■ 抜粋:
*****

今回ご紹介するのは、2008年に行った再治療のケースです。現在2025年ですので、今から17年前の症例ということになります。
このケースは、私が顕微鏡を学ぶ前のもので、「以前に入れた被せ物が古くなったので、やり直したい」という患者さんのご希望から治療が始まりました。
当時の私は専門医でもなく、九州で学んだ古典的な根管治療こそが最良だと信じていました。今になって振り返ると、本当に“井の中の蛙”だったと感じます。もちろん、ニッケルチタンファイルも顕微鏡(マイクロスコープ)も使用しておらず、完全に経験と感覚に頼った治療でした。
また、小さなデンタルX線写真(デンタルX-ray)はすべてアナログで記録していたため、現在のようにコンピュータへ取り込むことができません。そのため、画像としてお見せできるのはパノラマレントゲンのみとなります。比較しづらい点はどうかご容赦ください。
パノラマレントゲン(
抜粋)を見ると、前歯4本がすでに処置されており、白く写る部分には金属のコア(土台)が入っていました。歯根方向に薬剤が充填されているものもあれば、そうでないものもあり、黒く写る部分は膿がたまっている箇所と考えられます。

*****

■ 提供データ:
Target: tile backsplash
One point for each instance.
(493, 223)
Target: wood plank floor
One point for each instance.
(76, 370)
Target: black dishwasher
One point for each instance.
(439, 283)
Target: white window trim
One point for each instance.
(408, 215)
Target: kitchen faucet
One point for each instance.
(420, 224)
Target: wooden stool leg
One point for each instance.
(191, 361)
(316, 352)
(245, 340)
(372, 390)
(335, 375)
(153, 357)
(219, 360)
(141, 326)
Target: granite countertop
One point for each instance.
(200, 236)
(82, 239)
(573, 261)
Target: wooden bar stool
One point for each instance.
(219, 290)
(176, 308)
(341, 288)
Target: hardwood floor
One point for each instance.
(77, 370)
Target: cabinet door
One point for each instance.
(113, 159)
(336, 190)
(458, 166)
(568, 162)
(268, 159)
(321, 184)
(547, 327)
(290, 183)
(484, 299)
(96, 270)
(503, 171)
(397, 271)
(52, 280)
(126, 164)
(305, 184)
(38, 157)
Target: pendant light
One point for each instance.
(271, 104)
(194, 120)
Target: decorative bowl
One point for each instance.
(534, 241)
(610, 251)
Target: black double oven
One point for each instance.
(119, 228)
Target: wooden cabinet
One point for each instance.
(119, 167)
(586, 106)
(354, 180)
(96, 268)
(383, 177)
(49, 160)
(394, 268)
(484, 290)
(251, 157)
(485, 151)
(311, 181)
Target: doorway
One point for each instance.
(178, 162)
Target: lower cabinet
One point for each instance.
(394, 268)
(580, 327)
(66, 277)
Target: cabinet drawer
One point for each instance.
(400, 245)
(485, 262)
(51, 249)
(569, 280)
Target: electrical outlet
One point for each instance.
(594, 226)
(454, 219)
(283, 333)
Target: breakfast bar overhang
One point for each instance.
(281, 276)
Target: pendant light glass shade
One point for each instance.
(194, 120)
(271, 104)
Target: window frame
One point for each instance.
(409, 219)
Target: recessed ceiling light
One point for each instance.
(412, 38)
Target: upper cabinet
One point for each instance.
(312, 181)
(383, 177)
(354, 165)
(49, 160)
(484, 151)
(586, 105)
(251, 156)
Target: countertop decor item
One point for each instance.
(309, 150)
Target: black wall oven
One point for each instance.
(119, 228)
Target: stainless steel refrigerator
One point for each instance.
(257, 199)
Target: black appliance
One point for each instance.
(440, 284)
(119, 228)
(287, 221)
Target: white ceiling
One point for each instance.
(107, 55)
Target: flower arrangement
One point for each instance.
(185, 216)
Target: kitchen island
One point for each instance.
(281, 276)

*****

■ 練習問題:
A. 再治療の症例を述べた抜粋について、次の問いに答えよ。
(i) 再治療を行ったのは何年か。
(ii) 治療は患者さんのどのような希望から始まったか。
(iii) 画像として示せるのがパノラマレントゲンだけなのはなぜか。
B. 再治療の症例を述べた抜粋を、最後の文の後から書き継げ。

■ 各問の解答:
A.
(i) 2008年。
(ii) 以前に入れた被せ物が古くなったので、やり直したいという希望。
(iii) デンタルX線写真をすべてアナログで記録しており、コンピュータへ取り込めないため。

B.
17年後の現在

最近撮影したレントゲンでは、根尖(歯の根の先)に病変は見られません。コア部分のフィットにやや甘さが見られるところもありますが、根管充填された4本の歯すべてに膿は確認されません。
むしろ、根尖が再生し、わずかに延びているようにも見えるほどです。自分自身で「これは当時、気合の入った治療をしていたな」と感じるくらいです。
被せ物は当時のセラミック技術を使ったもので、適合もよく、隙間なくセットできていたため、再感染を防ぐ要因にもなっていると思われます。
顕微鏡もマイクロスコープも、そしてMTAセメントもなかった時代の再治療は、本当に難しいものでした。それでも、術者の気持ちと、患者さんの粘り強い協力によって、このような結果につながったのだと感じています。